§ Natural language region descriptions

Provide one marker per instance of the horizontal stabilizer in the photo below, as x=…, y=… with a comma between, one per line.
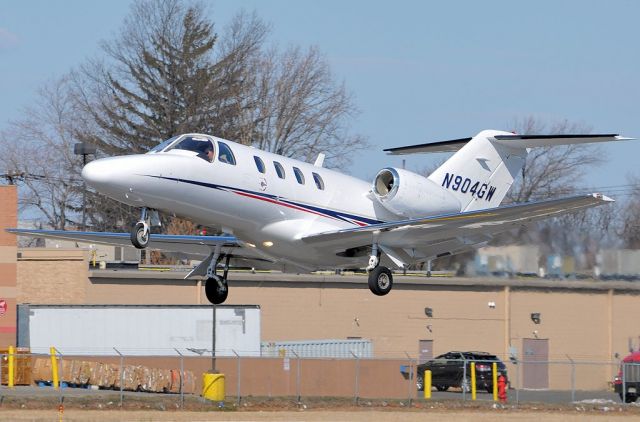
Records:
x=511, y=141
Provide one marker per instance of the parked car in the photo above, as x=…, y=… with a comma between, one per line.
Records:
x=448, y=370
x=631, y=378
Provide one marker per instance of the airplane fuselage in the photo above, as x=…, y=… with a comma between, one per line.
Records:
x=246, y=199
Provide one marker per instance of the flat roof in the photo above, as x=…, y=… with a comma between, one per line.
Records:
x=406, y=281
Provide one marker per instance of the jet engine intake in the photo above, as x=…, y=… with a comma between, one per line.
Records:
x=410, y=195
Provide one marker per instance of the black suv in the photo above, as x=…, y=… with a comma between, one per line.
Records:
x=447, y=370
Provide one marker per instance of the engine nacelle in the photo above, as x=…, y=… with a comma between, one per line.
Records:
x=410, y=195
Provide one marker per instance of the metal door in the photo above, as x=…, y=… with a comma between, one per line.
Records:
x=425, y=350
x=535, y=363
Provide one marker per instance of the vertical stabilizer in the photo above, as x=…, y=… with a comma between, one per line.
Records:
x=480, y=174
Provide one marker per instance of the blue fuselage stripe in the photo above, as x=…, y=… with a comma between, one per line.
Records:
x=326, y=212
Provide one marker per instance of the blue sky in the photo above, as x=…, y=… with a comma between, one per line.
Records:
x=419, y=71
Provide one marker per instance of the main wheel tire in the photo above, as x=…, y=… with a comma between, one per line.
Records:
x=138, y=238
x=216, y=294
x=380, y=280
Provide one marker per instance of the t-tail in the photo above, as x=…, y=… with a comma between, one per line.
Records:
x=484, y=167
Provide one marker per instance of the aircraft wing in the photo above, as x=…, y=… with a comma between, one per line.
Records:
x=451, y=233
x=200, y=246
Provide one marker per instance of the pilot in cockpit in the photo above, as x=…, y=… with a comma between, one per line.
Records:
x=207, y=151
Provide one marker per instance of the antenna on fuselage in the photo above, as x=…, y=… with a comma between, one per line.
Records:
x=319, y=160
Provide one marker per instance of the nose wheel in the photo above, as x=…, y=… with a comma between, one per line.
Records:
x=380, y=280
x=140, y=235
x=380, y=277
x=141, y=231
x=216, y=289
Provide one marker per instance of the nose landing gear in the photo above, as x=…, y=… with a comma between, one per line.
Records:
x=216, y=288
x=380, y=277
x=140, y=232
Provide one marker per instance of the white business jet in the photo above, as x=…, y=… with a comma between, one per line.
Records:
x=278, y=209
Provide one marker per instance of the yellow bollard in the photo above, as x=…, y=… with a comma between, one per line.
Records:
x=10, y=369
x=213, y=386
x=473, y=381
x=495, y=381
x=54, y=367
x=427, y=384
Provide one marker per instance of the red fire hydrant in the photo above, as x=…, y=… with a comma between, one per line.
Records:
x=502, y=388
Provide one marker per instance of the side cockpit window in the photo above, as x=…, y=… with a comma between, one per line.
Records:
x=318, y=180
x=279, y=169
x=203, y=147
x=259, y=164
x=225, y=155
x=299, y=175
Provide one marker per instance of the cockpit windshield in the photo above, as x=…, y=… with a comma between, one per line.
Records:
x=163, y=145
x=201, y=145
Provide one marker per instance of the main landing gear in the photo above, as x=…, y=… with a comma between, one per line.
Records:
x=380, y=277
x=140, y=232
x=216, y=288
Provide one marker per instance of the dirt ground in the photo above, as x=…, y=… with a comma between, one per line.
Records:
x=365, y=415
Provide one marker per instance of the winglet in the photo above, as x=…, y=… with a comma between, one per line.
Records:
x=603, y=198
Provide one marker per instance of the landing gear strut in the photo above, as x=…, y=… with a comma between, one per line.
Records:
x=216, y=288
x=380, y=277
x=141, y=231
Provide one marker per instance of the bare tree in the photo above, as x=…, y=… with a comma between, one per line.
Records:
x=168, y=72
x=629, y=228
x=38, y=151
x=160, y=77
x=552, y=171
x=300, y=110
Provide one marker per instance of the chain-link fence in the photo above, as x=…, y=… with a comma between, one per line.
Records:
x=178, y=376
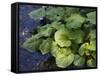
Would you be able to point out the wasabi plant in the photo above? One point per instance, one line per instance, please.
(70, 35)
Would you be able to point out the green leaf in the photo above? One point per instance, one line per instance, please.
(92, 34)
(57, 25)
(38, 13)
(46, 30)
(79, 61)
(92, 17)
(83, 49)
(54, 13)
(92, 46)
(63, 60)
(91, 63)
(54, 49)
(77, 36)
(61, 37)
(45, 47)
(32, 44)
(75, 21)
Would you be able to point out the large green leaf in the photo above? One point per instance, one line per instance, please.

---

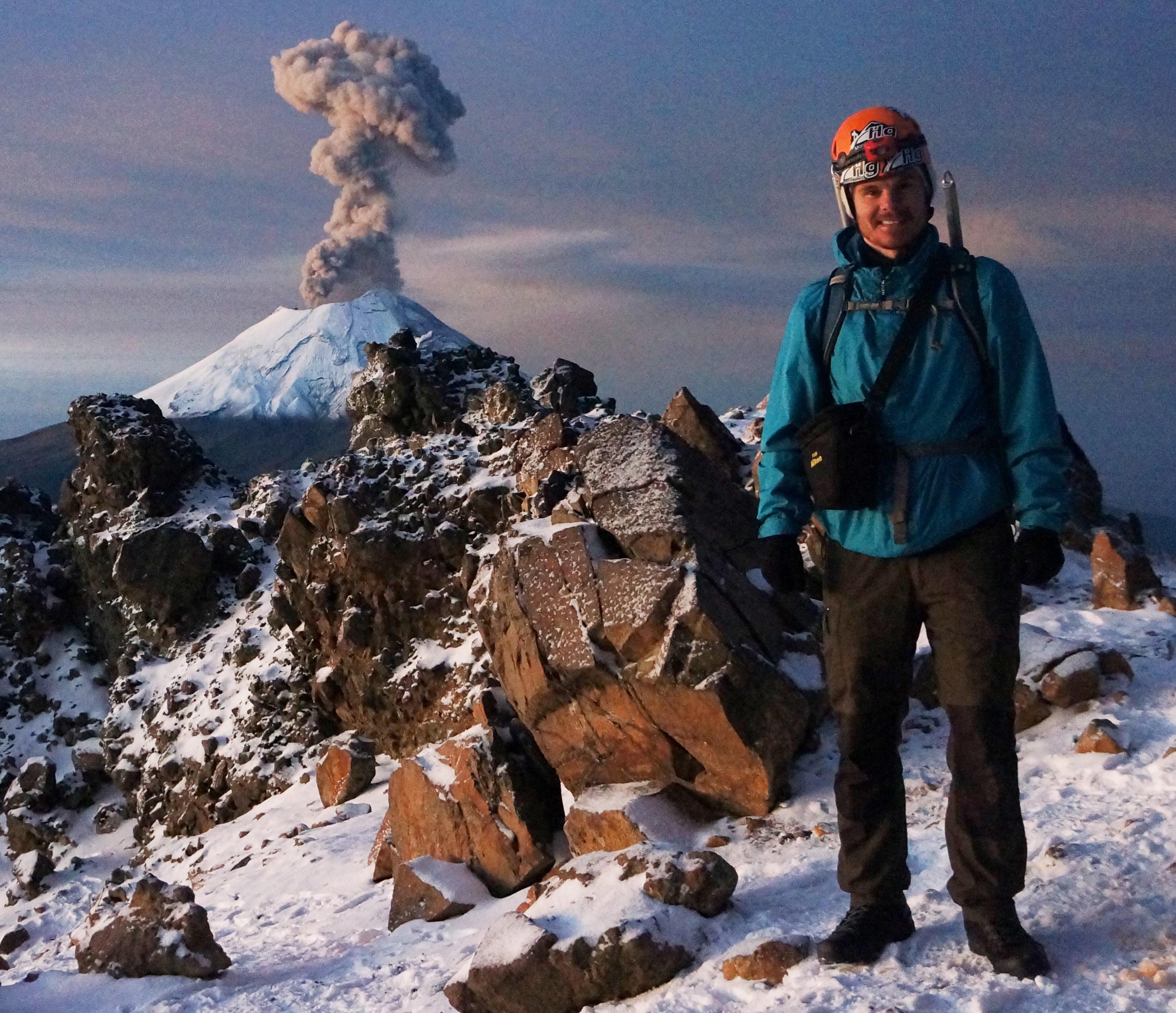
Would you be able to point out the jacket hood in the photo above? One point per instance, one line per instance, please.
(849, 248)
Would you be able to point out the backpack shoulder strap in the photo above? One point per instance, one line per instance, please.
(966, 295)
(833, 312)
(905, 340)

§ What to produce
Repeat exactly, and only, the entries from the line with "Provide one marker per instance of the horizontal" through the line with "Provide one marker per instance of the flat". Pictures are skipped.

§ Response box
Provide one marker per instance of the horizontal stabilizer in the photo below, as x=…, y=… with a comma between, one per line.
Records:
x=511, y=141
Provide one marker per instance of the parked car in the photo above, as x=…, y=… with a comma between, one per line.
Records:
x=448, y=370
x=631, y=378
Provide one marker per instance of the airplane fuselage in the photo above, as x=…, y=… with a comma between, one per line.
Records:
x=246, y=199
Provide one marker per instance of the flat roof in the photo above, as x=…, y=… with a comma between, one per line.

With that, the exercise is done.